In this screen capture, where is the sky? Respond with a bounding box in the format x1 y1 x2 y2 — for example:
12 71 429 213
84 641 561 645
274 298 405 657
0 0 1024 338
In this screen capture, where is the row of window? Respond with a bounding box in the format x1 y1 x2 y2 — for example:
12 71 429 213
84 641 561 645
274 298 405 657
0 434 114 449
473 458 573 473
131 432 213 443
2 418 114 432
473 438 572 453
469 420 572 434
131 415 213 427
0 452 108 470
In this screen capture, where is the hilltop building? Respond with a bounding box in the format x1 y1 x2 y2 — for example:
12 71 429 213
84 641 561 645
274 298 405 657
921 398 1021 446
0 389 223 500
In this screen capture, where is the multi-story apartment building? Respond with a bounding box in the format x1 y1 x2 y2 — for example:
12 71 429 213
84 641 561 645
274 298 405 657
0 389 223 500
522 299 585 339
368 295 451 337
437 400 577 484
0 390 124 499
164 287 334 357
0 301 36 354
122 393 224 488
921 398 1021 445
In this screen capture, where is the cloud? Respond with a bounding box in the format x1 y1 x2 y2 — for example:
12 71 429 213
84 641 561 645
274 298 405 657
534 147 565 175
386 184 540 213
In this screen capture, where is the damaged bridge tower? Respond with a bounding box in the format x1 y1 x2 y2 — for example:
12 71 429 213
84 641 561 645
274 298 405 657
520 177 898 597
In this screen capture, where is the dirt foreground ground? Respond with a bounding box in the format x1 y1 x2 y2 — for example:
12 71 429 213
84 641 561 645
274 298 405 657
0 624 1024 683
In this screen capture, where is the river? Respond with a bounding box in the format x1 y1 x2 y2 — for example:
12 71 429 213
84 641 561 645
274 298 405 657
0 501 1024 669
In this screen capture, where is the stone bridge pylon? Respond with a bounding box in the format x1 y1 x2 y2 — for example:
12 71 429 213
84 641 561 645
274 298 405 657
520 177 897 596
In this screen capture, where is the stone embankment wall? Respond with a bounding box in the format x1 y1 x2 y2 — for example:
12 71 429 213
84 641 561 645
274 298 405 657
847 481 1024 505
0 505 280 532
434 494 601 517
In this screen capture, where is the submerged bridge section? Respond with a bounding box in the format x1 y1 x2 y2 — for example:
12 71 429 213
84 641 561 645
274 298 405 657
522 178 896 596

:: WHAT YOU HAVE TO DO ::
Edit the entries from the start through the line containing "386 184 540 213": replace every "screen capture" with "screenshot" and leave everything else unchanged. Return only those lines.

:: EXPECTED ANSWER ::
In this screenshot, where is the sky? Respond with a bounding box in the format x1 y1 x2 y2 — for example:
12 71 429 213
84 641 561 645
274 298 405 657
0 0 1024 338
In this screenshot, where is the row of window? Respond with a bounding box in the format x1 y1 x2 y2 — for example:
12 71 429 213
84 641 561 645
274 298 405 657
0 434 114 449
473 458 573 473
131 432 213 443
2 418 114 432
473 438 572 453
469 420 572 434
131 415 213 427
0 452 108 470
In this screenshot, where is the hilltop building? Respond with a bounding box in the format x1 y1 x2 y2 — for example:
12 71 429 213
84 641 561 645
274 298 405 657
921 398 1021 446
0 389 223 500
In this screenshot, where is the multi-story apartment building? Respond with a bounding box in the format x1 y1 x2 y2 — for example:
12 71 429 213
84 641 561 645
274 298 405 657
0 389 223 500
522 299 585 339
368 295 451 337
437 400 577 484
0 390 124 499
164 287 334 357
0 301 36 354
122 393 224 488
921 398 1021 445
In this screenshot, where is the cloud? Respond with a bounding box in the format x1 y1 x2 y2 — for example:
12 71 429 213
84 641 561 645
274 298 405 657
534 147 565 175
386 184 540 213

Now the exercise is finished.